═══ Supplied information ═══
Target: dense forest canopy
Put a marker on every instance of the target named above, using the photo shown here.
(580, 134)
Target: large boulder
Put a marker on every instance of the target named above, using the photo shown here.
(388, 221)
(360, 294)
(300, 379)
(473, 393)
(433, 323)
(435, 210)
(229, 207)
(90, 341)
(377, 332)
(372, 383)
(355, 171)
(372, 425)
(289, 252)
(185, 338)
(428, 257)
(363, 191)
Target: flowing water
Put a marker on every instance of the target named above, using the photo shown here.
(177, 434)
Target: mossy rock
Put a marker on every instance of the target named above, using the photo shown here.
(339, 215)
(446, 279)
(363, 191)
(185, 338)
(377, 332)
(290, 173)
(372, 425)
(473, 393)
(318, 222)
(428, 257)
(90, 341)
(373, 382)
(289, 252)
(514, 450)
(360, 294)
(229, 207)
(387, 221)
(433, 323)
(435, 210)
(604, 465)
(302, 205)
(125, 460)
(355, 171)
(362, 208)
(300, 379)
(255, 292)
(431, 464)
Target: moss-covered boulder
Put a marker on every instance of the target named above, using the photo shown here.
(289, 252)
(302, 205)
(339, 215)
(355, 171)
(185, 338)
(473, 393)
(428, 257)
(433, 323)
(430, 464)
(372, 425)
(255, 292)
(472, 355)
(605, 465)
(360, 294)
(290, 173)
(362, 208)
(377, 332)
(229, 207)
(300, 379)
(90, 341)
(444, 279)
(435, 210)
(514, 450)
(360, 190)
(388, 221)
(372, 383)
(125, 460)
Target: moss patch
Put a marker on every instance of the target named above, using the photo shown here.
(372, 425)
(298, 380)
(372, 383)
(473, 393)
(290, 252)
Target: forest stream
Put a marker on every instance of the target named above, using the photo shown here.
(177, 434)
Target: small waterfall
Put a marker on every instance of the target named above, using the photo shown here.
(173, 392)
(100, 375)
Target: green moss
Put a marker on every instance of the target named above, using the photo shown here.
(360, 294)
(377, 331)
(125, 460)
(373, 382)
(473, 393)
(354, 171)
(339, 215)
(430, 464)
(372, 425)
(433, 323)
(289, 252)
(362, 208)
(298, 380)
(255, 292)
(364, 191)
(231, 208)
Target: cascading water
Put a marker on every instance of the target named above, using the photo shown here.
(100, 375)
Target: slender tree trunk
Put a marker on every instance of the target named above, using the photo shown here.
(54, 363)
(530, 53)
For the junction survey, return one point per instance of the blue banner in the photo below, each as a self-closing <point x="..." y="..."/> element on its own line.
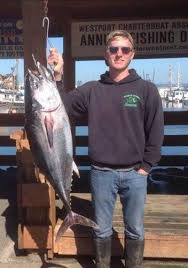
═══
### Task description:
In the answer, the data should reappear exactly, with no pictures.

### Response to the exercise:
Target: dense forest canopy
Put a marker on every instance of the target named above, using the photo shown here.
(580, 134)
Target: large boulder
Put a marker on every instance of the target named above, using the photo shown here.
(388, 221)
(360, 294)
(300, 379)
(473, 393)
(433, 323)
(435, 210)
(229, 207)
(90, 341)
(377, 332)
(372, 383)
(355, 171)
(372, 425)
(289, 252)
(185, 338)
(428, 257)
(363, 191)
Target: flowing water
Put a marker on every instance of the target named above, using the photo shown here.
(177, 434)
Target: mossy rock
Put a marker on every instance of the target named above, using the photo shown here.
(339, 215)
(446, 279)
(363, 191)
(185, 338)
(377, 332)
(290, 173)
(372, 425)
(473, 393)
(318, 222)
(428, 257)
(90, 341)
(373, 382)
(289, 252)
(514, 450)
(360, 294)
(229, 207)
(387, 221)
(433, 323)
(435, 210)
(604, 465)
(302, 205)
(125, 460)
(355, 171)
(362, 208)
(300, 379)
(255, 292)
(431, 464)
Target: moss-covered boulder
Put a marker on every instance of the target named above, using the photo shown here.
(289, 252)
(302, 205)
(339, 215)
(355, 171)
(185, 338)
(473, 393)
(428, 257)
(433, 323)
(430, 464)
(372, 425)
(255, 292)
(472, 355)
(605, 465)
(360, 294)
(290, 173)
(362, 208)
(377, 332)
(229, 207)
(300, 379)
(90, 341)
(444, 279)
(435, 210)
(514, 450)
(360, 190)
(388, 221)
(372, 383)
(125, 460)
Target: moss patch
Put a marker on every instance of the target named above, using the photo shown here.
(372, 425)
(298, 380)
(372, 383)
(473, 393)
(290, 252)
Target: forest stream
Put a marker on every instance of the target named above, using the photo shown here.
(177, 434)
Target: small waterfall
Put a marker on every instance of the target named above, using the photo shown here.
(173, 392)
(100, 375)
Target: green moss
Put a marker on every instance of the target named above, using the photo shown here.
(360, 294)
(377, 331)
(125, 460)
(373, 382)
(473, 393)
(354, 171)
(339, 215)
(430, 464)
(372, 425)
(433, 323)
(289, 252)
(362, 208)
(298, 380)
(255, 292)
(364, 191)
(231, 208)
Target: cascading water
Put a marker on every instance of the target named above, using the photo shown here.
(100, 375)
Target: slender tree trunk
Put a marker on every instance of the target named above, using the photo shown here.
(54, 363)
(530, 53)
For the junction survey, return one point per instance of the blue banner in the photo below, each as a self-closing <point x="..." y="..."/> element on its own line.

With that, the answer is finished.